● **TEXTE PRÉSENTÉ**:
Les industriels français entrent en scène, mais il faut toujours négocier avec Apple et Google
Le secrétaire d'Etat au Numérique n'a pas précisé comment StopCovid deviendra interopérable avec Android et iOS si l'Etat en l'absence de collaboration entre l'Etat et les deux propriétaires des systèmes d'exploitation mobile qu'utilisent les Français. En revanche, Cédric O a enfin détaillé les acteurs qui contribuent à créer la solution française : en plus de l'Inria figurent l'Inserm (Institut national de la santé et de la recherche médicale), l'Institut Pasteur et l'Agence nationale de la sécurité des systèmes d'information (ANSSI). A ces acteurs publics s'ajoutent trois des six membres (Capgemini, Dassaut Systèmes, Orange) du consortium de grands groupes français qui s'étaient réunis pour développer une solution souveraine, ainsi que les startups Lunabee Studio (spécialisée dans le développement d'applications mobiles) et le champion des objets connectés Withings.
Si les détails sur l'application, qui doit être opérationnelle le 11 mai, ne filtrent pas encore, Laurent Giovachini, directeur général adjoint de Sopra Steria (membre du consortium) et président de la fédération Syntec, affirme dans une interview à La Tribune qu'ils ont déjà mis au point un protocole d'application et que cette solution souveraine est compatible avec ROBERT.
Mais quid de l'interopérabilité avec Android et iOS ? "Un bon niveau d'interopérabilité a pu être atteint. Il continuera à s'améliorer à mesure que les systèmes d'exploitation des fabricants s'ouvriront", affirme Laurent Giovachini. Sauf que Google et Apple ont déjà refusé toute application de contact tracing qui ne fonctionnerait pas sur la base de leur propre protocole décentralisé...
Ainsi, tout en montrant les muscles, Cédric O admet que la nécessité de travailler avec Apple er Google pour que l'appli soit efficace :
"Les modalités de fonctionnement des iPhone ne nous permettent pas de faire tourner correctement l'application sur ces téléphones. C'est pourquoi nous sommes en discussion avec Apple, tout comme les autres pays européens et la Commission européenne. Nous avons besoin que l'entreprise puisse répondre à la demande des États", indique-t-il.

● **EXTRAITS DE DONNÉES**:
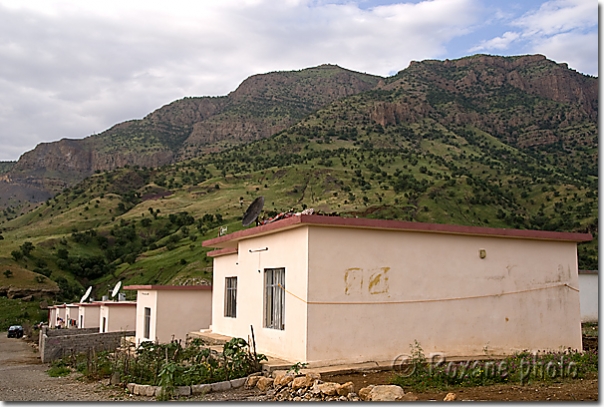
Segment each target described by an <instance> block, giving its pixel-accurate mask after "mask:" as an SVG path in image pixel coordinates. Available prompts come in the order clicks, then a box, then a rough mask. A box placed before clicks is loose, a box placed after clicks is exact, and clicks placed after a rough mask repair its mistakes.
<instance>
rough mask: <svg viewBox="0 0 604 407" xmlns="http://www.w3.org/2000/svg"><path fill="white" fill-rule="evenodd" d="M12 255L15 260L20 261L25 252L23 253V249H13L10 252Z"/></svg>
mask: <svg viewBox="0 0 604 407" xmlns="http://www.w3.org/2000/svg"><path fill="white" fill-rule="evenodd" d="M10 255H11V256H13V259H15V261H19V260H21V259H22V258H23V253H21V250H13V251H12V252H10Z"/></svg>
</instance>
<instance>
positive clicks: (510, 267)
mask: <svg viewBox="0 0 604 407" xmlns="http://www.w3.org/2000/svg"><path fill="white" fill-rule="evenodd" d="M309 241H310V244H309V253H310V254H309V259H310V260H309V270H310V271H309V274H310V278H309V286H308V290H309V296H308V300H309V302H310V304H309V305H308V307H309V309H308V353H307V358H306V359H305V360H306V361H311V362H312V361H337V362H349V361H364V360H393V359H394V358H395V357H396V356H397V355H399V354H401V353H407V354H408V353H409V345H410V344H413V343H414V341H415V340H417V341H418V342H419V343H420V345H421V347H422V348H423V349H424V352H425V353H426V355H428V354H429V353H430V352H444V353H445V354H446V355H447V356H472V355H482V354H484V353H483V349H484V348H485V347H486V348H488V350H489V351H490V352H493V353H496V354H503V353H512V352H514V351H518V350H522V349H534V350H537V349H541V350H542V349H559V348H560V347H569V346H570V347H572V348H577V349H580V348H581V327H580V314H579V293H578V292H577V291H575V290H573V289H570V288H568V287H565V286H561V284H564V283H567V284H568V285H570V286H571V287H574V288H577V287H578V276H577V255H576V244H575V243H564V242H551V241H550V242H545V241H535V240H520V239H503V238H495V237H471V236H459V235H457V236H455V235H445V234H437V233H430V234H428V233H402V232H391V231H375V230H359V229H338V228H325V227H316V226H315V227H310V231H309ZM480 249H485V250H486V258H484V259H481V258H480V257H479V250H480ZM545 287H551V288H545ZM515 291H523V292H518V293H515V294H512V292H515ZM468 297H474V298H468ZM454 298H460V299H454ZM292 301H293V300H292ZM396 301H399V303H393V302H396ZM313 302H317V303H313ZM355 302H358V303H357V304H355Z"/></svg>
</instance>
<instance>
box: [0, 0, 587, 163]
mask: <svg viewBox="0 0 604 407" xmlns="http://www.w3.org/2000/svg"><path fill="white" fill-rule="evenodd" d="M598 14H599V3H598V2H597V1H596V0H550V1H543V0H541V1H539V0H506V1H499V0H498V1H495V0H407V1H396V0H203V1H197V0H170V1H166V0H163V1H161V0H103V1H81V0H67V1H59V0H0V161H8V160H17V159H18V158H19V157H20V155H21V154H23V153H24V152H26V151H29V150H32V149H33V148H34V147H35V146H36V145H37V144H39V143H42V142H52V141H58V140H60V139H62V138H71V139H74V138H84V137H87V136H90V135H92V134H98V133H101V132H102V131H104V130H106V129H108V128H109V127H111V126H113V125H114V124H117V123H120V122H123V121H126V120H131V119H141V118H143V117H145V116H146V115H147V114H149V113H151V112H152V111H154V110H156V109H158V108H160V107H161V106H164V105H166V104H168V103H170V102H173V101H174V100H177V99H182V98H183V97H186V96H224V95H227V94H228V93H229V92H232V91H234V90H235V89H236V88H237V86H239V84H240V83H241V82H243V81H244V80H245V79H246V78H247V77H249V76H251V75H255V74H261V73H267V72H272V71H288V70H299V69H304V68H309V67H313V66H317V65H321V64H326V63H329V64H337V65H339V66H341V67H343V68H347V69H351V70H354V71H358V72H366V73H370V74H374V75H380V76H383V77H386V76H391V75H394V74H396V73H397V72H398V71H400V70H403V69H405V68H407V67H408V66H409V63H410V62H411V61H422V60H425V59H438V60H444V59H456V58H461V57H465V56H468V55H474V54H491V55H504V56H506V55H526V54H542V55H545V56H546V57H547V58H548V59H551V60H553V61H556V62H559V63H567V64H568V66H569V67H570V68H571V69H574V70H576V71H578V72H581V73H583V74H586V75H591V76H598Z"/></svg>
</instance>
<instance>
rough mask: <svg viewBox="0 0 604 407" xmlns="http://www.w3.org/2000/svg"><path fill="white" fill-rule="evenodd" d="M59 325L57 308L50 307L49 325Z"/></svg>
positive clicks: (49, 310)
mask: <svg viewBox="0 0 604 407" xmlns="http://www.w3.org/2000/svg"><path fill="white" fill-rule="evenodd" d="M56 326H57V309H56V308H54V307H53V308H48V327H49V328H55V327H56Z"/></svg>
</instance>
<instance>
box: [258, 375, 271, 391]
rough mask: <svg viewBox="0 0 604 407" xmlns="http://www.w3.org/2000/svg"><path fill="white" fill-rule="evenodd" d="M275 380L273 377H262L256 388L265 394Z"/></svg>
mask: <svg viewBox="0 0 604 407" xmlns="http://www.w3.org/2000/svg"><path fill="white" fill-rule="evenodd" d="M274 381H275V379H273V378H272V377H261V378H260V379H258V383H256V387H257V388H258V390H260V391H262V392H265V391H267V390H268V389H270V388H271V387H272V386H273V382H274Z"/></svg>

● **CONSIGNE**:
D'après le texte sur StopCovid, à quelle date l'application doit-elle être opérationnelle ? Les données n'ont aucun rapport avec le texte sur StopCovid.

● **RÉPONSE**:
Le 11 mai.